INPUT RECORDS:
Start of Block

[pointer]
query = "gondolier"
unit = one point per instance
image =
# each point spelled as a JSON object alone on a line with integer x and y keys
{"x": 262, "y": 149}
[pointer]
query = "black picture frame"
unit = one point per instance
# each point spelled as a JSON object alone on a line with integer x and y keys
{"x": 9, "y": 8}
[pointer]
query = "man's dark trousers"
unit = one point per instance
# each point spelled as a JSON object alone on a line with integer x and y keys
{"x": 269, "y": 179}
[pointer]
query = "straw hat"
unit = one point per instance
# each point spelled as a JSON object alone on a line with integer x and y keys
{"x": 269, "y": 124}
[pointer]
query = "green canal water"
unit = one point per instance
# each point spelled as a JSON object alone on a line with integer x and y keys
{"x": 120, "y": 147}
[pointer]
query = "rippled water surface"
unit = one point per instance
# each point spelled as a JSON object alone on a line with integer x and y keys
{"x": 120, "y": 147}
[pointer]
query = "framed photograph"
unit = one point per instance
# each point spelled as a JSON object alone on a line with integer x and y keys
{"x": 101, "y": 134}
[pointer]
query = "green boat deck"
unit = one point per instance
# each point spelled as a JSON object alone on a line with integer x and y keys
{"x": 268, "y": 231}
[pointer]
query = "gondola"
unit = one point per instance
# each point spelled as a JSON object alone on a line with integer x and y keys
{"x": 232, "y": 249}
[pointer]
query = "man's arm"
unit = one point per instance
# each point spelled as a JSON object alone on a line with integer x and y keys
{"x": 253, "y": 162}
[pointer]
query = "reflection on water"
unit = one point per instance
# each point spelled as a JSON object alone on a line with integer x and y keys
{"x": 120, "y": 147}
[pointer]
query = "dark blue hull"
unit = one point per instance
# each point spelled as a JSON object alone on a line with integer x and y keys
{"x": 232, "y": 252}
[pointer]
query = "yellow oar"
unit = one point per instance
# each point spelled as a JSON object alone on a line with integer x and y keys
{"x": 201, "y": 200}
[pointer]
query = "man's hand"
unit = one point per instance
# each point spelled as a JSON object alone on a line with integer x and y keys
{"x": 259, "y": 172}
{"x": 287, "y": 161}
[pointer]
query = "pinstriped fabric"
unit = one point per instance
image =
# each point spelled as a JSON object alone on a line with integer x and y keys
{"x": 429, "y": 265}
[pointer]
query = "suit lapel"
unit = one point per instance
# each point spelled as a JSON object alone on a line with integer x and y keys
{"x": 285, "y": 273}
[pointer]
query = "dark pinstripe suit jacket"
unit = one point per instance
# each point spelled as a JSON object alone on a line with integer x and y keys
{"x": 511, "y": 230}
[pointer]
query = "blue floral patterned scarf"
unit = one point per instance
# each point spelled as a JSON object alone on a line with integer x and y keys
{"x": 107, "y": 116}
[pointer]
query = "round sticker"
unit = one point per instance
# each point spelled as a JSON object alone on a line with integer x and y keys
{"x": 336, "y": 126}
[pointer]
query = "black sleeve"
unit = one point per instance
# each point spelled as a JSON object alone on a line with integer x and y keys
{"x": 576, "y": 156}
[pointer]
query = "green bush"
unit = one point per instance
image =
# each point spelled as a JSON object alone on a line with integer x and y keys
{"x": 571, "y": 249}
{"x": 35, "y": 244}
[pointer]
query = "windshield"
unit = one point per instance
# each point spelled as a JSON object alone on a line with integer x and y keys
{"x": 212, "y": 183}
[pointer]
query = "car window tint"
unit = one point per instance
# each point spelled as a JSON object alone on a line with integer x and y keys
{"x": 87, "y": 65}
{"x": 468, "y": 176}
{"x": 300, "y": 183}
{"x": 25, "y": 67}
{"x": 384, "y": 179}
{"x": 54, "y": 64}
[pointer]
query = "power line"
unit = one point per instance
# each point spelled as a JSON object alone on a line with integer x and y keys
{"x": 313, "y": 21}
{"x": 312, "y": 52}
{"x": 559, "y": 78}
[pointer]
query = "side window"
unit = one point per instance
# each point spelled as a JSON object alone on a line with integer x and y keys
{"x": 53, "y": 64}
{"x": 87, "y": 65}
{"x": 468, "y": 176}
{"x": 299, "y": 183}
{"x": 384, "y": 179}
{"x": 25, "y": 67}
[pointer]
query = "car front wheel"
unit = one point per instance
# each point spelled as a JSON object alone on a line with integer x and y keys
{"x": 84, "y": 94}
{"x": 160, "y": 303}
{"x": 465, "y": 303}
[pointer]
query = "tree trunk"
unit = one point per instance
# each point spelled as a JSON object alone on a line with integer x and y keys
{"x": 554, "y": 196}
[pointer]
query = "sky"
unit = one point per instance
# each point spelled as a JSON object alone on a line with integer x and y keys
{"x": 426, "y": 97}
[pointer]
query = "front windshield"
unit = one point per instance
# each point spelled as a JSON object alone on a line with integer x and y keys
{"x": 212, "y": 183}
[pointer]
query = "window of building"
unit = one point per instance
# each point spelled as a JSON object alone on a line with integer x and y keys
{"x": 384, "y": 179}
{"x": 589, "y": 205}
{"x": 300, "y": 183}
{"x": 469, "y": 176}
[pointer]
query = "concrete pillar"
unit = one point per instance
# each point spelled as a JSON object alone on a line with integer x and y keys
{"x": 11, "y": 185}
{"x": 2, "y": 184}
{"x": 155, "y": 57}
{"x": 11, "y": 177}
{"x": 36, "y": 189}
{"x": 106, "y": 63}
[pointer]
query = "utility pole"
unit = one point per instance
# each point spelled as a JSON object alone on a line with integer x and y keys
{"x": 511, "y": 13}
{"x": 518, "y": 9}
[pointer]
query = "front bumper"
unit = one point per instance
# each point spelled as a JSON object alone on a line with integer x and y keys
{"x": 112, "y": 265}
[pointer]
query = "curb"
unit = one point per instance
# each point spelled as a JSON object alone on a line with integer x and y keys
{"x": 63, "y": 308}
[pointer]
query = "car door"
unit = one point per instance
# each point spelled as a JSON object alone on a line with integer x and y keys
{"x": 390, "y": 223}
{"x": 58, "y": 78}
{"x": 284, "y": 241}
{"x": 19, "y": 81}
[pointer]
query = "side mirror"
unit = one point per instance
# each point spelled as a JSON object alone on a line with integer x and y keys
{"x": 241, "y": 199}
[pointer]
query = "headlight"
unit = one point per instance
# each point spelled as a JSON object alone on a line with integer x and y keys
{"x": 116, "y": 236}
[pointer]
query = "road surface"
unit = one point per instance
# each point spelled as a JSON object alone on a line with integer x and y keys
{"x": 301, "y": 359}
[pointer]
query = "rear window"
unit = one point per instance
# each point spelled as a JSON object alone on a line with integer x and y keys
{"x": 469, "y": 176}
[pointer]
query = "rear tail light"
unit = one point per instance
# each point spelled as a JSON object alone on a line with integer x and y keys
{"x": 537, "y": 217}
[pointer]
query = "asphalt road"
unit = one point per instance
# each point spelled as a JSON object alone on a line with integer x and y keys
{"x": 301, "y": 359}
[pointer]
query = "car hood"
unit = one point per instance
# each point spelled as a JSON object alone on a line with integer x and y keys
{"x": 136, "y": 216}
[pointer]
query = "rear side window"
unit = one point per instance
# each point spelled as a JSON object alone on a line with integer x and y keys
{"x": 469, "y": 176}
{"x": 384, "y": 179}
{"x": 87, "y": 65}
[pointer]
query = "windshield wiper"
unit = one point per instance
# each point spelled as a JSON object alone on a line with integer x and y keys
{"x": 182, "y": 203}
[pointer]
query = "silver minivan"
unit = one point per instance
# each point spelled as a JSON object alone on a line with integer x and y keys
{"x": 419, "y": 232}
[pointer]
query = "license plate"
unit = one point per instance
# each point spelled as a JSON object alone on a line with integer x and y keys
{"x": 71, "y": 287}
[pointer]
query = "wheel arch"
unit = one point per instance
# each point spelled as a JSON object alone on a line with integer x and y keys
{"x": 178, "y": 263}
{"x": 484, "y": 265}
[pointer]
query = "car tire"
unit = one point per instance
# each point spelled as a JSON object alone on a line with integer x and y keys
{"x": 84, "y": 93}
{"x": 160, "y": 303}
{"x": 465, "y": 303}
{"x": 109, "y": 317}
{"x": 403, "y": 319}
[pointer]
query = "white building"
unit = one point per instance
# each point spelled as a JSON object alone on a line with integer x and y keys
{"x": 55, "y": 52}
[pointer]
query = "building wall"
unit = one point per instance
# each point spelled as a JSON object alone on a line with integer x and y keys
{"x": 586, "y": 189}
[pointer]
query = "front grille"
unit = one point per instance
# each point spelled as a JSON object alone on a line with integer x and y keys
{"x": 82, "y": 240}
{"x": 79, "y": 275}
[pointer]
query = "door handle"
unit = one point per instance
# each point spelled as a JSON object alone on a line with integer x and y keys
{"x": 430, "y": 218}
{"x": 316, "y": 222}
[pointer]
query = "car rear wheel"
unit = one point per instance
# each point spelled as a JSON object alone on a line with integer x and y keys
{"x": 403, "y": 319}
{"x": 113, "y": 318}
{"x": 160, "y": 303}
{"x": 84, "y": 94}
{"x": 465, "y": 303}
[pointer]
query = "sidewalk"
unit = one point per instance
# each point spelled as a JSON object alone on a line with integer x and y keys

End of Block

DIRECTIONS FOR THIS TASK:
The lines you return should be those above that contain the word "blue", every one of them.

ANSWER BOX:
query = "dark blue hull"
query = "blue floral patterned scarf"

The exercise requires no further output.